» DOCUMENT EXCERPT
>>

Some muppet just brainfarted a long list of personal dislikes about Perl.. I've tried to make sure this remains objective, I could dig up an even longer list along the same lines for any of Ruby, Python and especially PHP-Aaron


On Python cons

  • Not having curly-braces on "if" statements and other blocks makes long blocks hard to read.
    • I think this is mostly a red herring. First, you should not write long blocks to begin with. Second, I've used Python almost exclusively in a large project for over three years and this has rarely been a problem.
      • Okay. But if there was one thing I could change about the basic nature of the language, this would be it. It can be very difficult to remember how many spaces you need to put, if you're adding a line after a complex series of blocks. -mkanat
        • That's a feature. Seriously. You're complaining about Perl being too hard to read, and Python is designed so that totally unreadable code won't compile. Do you really want to review patches where someone has managed to get the braces in the right place but the indentation wrong? I'm actually quite surprised to see someone looking primarily for a maintainable language and not putting this in Python's "pro" column. I often hear it called "executable pseudocode" because it's so readable, and the indentation-based syntax contributes to that. -Slamb
  • Poor Unicode handling--strings are ASCII by default, and are Unicode only if you prepend them with u, like u"string".
    • I think u"" can easily be enforced as a coding policy. Depending on how ambitious your Unicode needs are, Python Unicode may not be enough for you. For Chandler we created PyICU to fix cases where Python's natural Unicode support falls short.
      • I was trying to avoid having to enforce code guidelines, though. That is, that's one of the reasons we want to move away from Perl. I can check out PyICU though. -mkanat
  • No standard way of installing modules like CPAN.
    • There is: Python eggs. These are pretty new, though, so not all projects make eggs or upload them to cheeseshop (equivalent to cpan).
      • Ahhh. Yeah, I've seen cheeseshop, but I haven't seen it integrated into *nix distros yet. -mkanat
  • Python has no equivalent to Perl's "taint" mode.
    • I know of some attempts at this, and I believe Zope has a sandbox thingy as well, so the situation is probably not as bleak as you think.
      • This is really one of my primary concerns. Bugzilla is already used in a lot of situations that require strict security, such as US Government installations. I didn't find anything that would be adequate, in my brief Google search. -mkanat

On Java Cons

  • Much slower to write in than scripting languages.
    • This is why most webapps use a scripting language as part of the templating/GUI layer, which is the bit that will require the most customization for most sites
    • Although some tasks can be written very quickly in Perl/Python/Ruby (for example a SOAP client in just a couple lines of code) I'm not sure that is a fair comparison. Although the syntax of those scripting languages is inherently more compact, I don't think this is a fair compairson since the compactness (while impressive in showing off the language) makes the code not only less readable/maintainable, but a good Java IDE or set of Emacs macros will take care of writing/autocompleting most of that for you anyway.

<<

» CHALLENGES
A. Answer these from the discussion above:
(i) What did the Chandler project create to handle cases where Python's own Unicode support falls short?
(ii) What is the cheeseshop described as the equivalent of?
(iii) What example is given of a Bugzilla setting that requires strict security?
B. In one to three sentences, explain why the lack of a Perl-style taint mode in Python is called a primary concern in the discussion above.

» DATA LINES

>>

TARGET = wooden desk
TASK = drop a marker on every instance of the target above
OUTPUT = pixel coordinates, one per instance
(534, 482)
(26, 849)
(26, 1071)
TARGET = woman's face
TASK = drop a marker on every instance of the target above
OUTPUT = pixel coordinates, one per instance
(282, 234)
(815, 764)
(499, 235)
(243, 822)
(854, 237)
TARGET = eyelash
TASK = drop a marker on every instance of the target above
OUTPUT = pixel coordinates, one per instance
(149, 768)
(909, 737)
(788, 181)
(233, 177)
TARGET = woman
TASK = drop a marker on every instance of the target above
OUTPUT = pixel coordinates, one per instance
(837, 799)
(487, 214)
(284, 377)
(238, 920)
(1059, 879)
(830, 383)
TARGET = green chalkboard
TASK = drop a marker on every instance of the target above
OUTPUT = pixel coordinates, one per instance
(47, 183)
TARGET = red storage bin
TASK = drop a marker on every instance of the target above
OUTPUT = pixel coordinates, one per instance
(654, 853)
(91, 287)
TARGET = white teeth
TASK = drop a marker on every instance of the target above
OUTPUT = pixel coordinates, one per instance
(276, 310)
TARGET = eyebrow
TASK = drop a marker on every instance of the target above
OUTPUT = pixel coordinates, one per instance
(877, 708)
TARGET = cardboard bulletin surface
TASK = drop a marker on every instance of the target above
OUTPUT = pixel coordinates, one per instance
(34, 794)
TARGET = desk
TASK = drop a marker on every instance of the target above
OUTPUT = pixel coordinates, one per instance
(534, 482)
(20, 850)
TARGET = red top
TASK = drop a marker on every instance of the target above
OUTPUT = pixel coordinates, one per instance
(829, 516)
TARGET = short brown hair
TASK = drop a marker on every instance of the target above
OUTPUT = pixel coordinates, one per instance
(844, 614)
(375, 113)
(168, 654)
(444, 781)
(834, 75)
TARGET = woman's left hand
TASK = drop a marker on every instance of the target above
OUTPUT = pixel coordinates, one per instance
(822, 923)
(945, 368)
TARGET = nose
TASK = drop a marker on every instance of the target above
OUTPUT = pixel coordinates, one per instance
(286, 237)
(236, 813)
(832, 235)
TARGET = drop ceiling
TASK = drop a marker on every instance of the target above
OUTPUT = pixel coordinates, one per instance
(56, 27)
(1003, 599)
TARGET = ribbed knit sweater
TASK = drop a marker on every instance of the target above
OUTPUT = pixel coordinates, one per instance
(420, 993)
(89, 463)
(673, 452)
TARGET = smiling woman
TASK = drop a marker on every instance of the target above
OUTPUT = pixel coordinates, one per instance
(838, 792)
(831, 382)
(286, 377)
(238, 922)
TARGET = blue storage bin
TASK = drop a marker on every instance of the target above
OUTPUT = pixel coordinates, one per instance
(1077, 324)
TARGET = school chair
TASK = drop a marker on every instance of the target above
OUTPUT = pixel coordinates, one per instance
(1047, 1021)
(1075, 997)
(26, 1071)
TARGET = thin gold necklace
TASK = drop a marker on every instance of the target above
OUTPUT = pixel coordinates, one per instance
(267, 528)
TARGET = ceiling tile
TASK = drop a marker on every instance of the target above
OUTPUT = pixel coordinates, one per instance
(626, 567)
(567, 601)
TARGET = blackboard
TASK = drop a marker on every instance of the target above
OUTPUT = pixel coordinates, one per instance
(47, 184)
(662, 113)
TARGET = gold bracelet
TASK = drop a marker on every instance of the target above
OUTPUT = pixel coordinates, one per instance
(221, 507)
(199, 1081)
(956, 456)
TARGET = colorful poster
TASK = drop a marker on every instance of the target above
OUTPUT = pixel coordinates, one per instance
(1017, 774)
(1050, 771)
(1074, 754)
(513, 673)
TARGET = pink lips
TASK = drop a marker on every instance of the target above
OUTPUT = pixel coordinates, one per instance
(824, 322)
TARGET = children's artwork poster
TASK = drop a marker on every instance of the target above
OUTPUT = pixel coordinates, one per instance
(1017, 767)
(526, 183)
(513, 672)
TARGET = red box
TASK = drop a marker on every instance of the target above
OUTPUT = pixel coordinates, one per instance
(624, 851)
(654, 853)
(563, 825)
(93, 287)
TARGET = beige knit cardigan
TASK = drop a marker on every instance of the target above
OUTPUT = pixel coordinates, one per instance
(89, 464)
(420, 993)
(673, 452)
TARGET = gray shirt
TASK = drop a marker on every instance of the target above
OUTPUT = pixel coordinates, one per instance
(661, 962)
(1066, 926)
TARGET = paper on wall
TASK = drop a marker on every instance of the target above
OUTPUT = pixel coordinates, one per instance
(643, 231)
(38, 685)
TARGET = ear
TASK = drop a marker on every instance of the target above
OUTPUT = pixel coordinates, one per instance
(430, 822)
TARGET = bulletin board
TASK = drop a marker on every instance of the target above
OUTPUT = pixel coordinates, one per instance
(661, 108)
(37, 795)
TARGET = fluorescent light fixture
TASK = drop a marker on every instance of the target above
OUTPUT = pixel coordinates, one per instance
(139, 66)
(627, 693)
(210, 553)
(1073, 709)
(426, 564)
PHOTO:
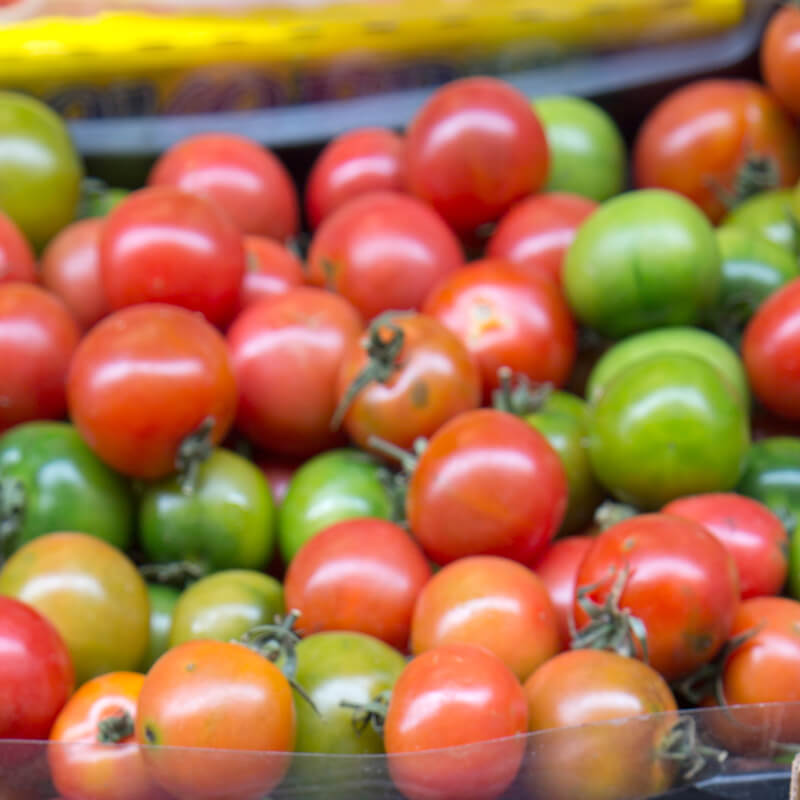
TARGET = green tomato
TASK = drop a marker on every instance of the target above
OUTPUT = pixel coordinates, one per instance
(643, 260)
(225, 605)
(40, 172)
(51, 481)
(668, 426)
(331, 487)
(162, 607)
(689, 341)
(587, 151)
(227, 522)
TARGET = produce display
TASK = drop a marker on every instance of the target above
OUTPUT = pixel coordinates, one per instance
(490, 431)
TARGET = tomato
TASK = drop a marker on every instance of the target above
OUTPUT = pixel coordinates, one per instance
(717, 142)
(90, 592)
(161, 245)
(40, 168)
(247, 181)
(614, 289)
(536, 233)
(425, 376)
(486, 484)
(469, 697)
(383, 251)
(557, 568)
(82, 764)
(71, 270)
(576, 691)
(672, 575)
(271, 269)
(361, 575)
(491, 602)
(329, 488)
(753, 535)
(36, 673)
(286, 355)
(780, 57)
(505, 318)
(226, 521)
(246, 710)
(667, 426)
(144, 379)
(357, 162)
(473, 149)
(50, 480)
(678, 340)
(226, 605)
(587, 152)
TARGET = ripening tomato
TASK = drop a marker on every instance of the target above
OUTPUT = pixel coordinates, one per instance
(163, 245)
(451, 696)
(717, 142)
(244, 179)
(383, 251)
(473, 150)
(536, 233)
(505, 318)
(146, 378)
(357, 162)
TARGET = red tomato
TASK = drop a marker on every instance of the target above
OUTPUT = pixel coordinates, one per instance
(474, 149)
(491, 602)
(429, 379)
(451, 696)
(698, 140)
(286, 354)
(17, 261)
(535, 233)
(557, 568)
(36, 674)
(144, 379)
(82, 764)
(780, 57)
(753, 535)
(38, 337)
(769, 349)
(486, 484)
(272, 269)
(71, 270)
(359, 575)
(213, 695)
(681, 583)
(360, 161)
(383, 251)
(163, 245)
(507, 319)
(247, 181)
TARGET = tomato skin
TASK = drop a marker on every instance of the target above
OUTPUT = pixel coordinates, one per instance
(36, 672)
(469, 696)
(752, 534)
(486, 484)
(508, 319)
(473, 149)
(247, 181)
(383, 251)
(286, 355)
(361, 575)
(169, 716)
(702, 134)
(84, 768)
(688, 619)
(355, 163)
(143, 379)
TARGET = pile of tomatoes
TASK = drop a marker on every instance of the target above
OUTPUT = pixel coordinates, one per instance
(509, 443)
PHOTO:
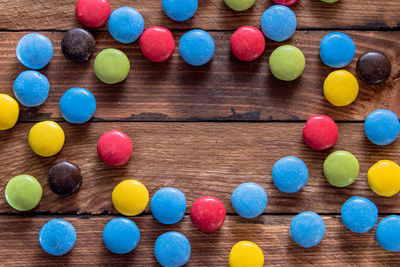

<<

» RESULTS FOR EACH TASK
A.
(i) PyICU.
(ii) CPAN.
(iii) US Government installations.

B. Bugzilla is already used in many situations that require strict security, such as US Government installations. A brief Google search turned up nothing that would be adequate as a replacement for taint mode.